## Provided material
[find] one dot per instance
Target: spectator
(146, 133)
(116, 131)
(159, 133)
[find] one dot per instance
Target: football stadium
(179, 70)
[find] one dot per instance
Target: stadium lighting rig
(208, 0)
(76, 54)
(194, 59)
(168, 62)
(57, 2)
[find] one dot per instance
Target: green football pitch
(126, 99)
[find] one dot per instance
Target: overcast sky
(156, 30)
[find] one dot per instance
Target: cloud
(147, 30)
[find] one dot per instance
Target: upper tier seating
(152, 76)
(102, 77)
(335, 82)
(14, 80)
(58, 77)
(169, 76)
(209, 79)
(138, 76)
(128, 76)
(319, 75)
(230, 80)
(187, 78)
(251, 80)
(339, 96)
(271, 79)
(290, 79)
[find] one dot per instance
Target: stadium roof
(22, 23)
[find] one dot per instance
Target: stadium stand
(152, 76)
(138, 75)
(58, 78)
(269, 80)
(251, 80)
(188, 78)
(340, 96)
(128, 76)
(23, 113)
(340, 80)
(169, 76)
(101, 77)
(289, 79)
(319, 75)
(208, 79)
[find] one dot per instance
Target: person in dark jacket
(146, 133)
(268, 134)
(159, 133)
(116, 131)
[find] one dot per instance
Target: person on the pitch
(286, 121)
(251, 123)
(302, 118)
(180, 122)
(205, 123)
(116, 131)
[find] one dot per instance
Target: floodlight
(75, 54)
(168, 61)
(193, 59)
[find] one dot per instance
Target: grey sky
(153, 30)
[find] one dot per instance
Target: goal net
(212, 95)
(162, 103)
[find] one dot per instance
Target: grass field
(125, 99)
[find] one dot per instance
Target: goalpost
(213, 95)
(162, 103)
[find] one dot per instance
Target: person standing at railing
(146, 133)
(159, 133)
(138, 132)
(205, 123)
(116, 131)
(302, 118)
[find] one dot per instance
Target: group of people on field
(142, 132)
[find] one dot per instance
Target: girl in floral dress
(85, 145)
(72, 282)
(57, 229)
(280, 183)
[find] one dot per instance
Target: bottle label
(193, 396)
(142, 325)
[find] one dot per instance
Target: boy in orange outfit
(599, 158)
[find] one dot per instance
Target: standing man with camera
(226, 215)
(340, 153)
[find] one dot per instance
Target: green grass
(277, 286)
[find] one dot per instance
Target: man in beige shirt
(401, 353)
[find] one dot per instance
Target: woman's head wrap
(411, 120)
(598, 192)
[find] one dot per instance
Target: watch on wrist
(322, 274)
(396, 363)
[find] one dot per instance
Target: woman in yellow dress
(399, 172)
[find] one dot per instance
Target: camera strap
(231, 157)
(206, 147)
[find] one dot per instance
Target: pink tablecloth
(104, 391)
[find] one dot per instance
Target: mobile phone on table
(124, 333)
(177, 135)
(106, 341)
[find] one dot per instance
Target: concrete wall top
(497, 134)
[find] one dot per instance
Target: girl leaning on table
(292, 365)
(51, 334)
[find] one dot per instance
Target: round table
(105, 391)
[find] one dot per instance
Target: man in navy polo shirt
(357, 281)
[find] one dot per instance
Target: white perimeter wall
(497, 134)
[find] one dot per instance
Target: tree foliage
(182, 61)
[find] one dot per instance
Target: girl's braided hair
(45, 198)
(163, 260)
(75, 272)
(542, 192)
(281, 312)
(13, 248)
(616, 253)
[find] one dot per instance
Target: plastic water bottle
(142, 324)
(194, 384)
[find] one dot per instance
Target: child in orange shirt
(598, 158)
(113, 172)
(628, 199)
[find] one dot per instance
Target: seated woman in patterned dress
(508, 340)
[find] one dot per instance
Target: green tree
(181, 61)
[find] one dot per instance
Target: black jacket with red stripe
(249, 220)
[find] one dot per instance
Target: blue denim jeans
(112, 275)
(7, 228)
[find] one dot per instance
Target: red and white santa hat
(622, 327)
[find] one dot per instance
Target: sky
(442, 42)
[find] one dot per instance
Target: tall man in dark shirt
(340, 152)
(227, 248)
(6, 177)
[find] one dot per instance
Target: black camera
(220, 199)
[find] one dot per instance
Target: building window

## Problem to work on
Reproduce the records above exactly.

## Result for this task
[find] one dot per instance
Target: spectator
(146, 133)
(116, 131)
(159, 133)
[find] one dot per instance
Target: football stadium
(179, 70)
[find] one dot per instance
Target: stadium lighting rig
(208, 0)
(76, 54)
(194, 59)
(168, 62)
(57, 2)
[find] one dot per instance
Target: green football pitch
(126, 99)
[find] one dot per instance
Target: overcast sky
(156, 30)
[find] one dot per instance
Target: cloud
(147, 30)
[find] one dot per instance
Target: upper tier seating
(152, 76)
(102, 77)
(335, 82)
(14, 80)
(58, 77)
(169, 76)
(209, 79)
(138, 76)
(128, 76)
(319, 75)
(230, 80)
(187, 78)
(251, 80)
(339, 96)
(271, 79)
(290, 79)
[find] one dot per instance
Target: stadium roof
(22, 23)
[find] one dot per instance
Target: stadium stand
(152, 76)
(138, 75)
(58, 78)
(269, 80)
(251, 80)
(188, 78)
(340, 96)
(128, 76)
(23, 113)
(340, 80)
(169, 76)
(101, 77)
(289, 79)
(319, 75)
(208, 79)
[find] one dot per instance
Target: person in dark jacket
(146, 133)
(268, 134)
(159, 133)
(116, 131)
[find] one dot per instance
Target: person on the pitch
(286, 121)
(251, 123)
(302, 118)
(180, 122)
(205, 123)
(116, 131)
[find] one dot per instance
Target: floodlight
(75, 54)
(168, 61)
(193, 59)
[find] one dot per instance
Target: grey sky
(153, 30)
[find] one dot per instance
Target: goal net
(212, 95)
(162, 103)
[find] one dot per instance
Target: grass field
(125, 99)
[find] one dot per instance
Target: goalpost
(213, 95)
(162, 103)
[find] one dot per instance
Target: person standing at railing
(146, 133)
(159, 133)
(138, 132)
(205, 123)
(116, 131)
(302, 118)
[find] one dot per instance
Target: group of people on field
(142, 132)
[find] one dot per instance
Target: girl in floral dress
(85, 145)
(72, 282)
(57, 229)
(280, 183)
[find] one dot per instance
Target: bottle label
(193, 396)
(142, 325)
[find] one dot per instance
Target: boy in orange outfit
(599, 158)
[find] one dot per instance
Target: standing man with camera
(226, 215)
(340, 153)
[find] one dot per instance
Target: green grass
(277, 286)
[find] one dot per instance
Target: man in beige shirt
(401, 353)
[find] one dot per instance
Target: woman's head wrap
(411, 120)
(598, 192)
[find] one dot per instance
Target: watch on wrist
(322, 274)
(396, 363)
[find] one dot per instance
Target: woman in yellow dress
(399, 172)
[find] one dot per instance
Target: camera strap
(231, 157)
(206, 147)
[find] one dot per instance
Target: pink tablecloth
(104, 391)
[find] one dot per instance
Target: mobile phone on table
(124, 333)
(177, 135)
(106, 341)
[find] one dot per instance
Target: concrete wall top
(497, 134)
[find] one dot per instance
Target: girl leaning on table
(292, 365)
(51, 334)
[find] one dot per instance
Target: round table
(105, 391)
[find] one dot per instance
Target: man in navy polo shirt
(357, 281)
[find] one dot per instance
Target: white perimeter wall
(497, 134)
[find] one dot per instance
Target: tree foliage
(182, 61)
[find] one dot per instance
Target: girl's braided hair
(45, 198)
(163, 260)
(75, 272)
(542, 192)
(281, 312)
(13, 248)
(616, 253)
[find] one dot per instance
Target: plastic water bottle
(142, 324)
(194, 384)
[find] one dot per instance
Target: child in orange shirt
(598, 158)
(113, 172)
(628, 199)
[find] one dot per instance
Target: seated woman in patterned dress
(508, 340)
[find] one dot per instance
Target: green tree
(181, 61)
[find] one dot per instance
Target: black jacket with red stripe
(249, 220)
[find] one dot per instance
Target: blue denim jeans
(112, 275)
(7, 228)
[find] one dot per instance
Target: red and white santa hat
(622, 327)
[find] one dot per instance
Target: sky
(442, 42)
[find] one dot per instance
Target: tall man in dark shirt
(340, 152)
(227, 248)
(6, 177)
[find] one dot per instance
Target: black camera
(220, 199)
[find] one dot per instance
Target: building window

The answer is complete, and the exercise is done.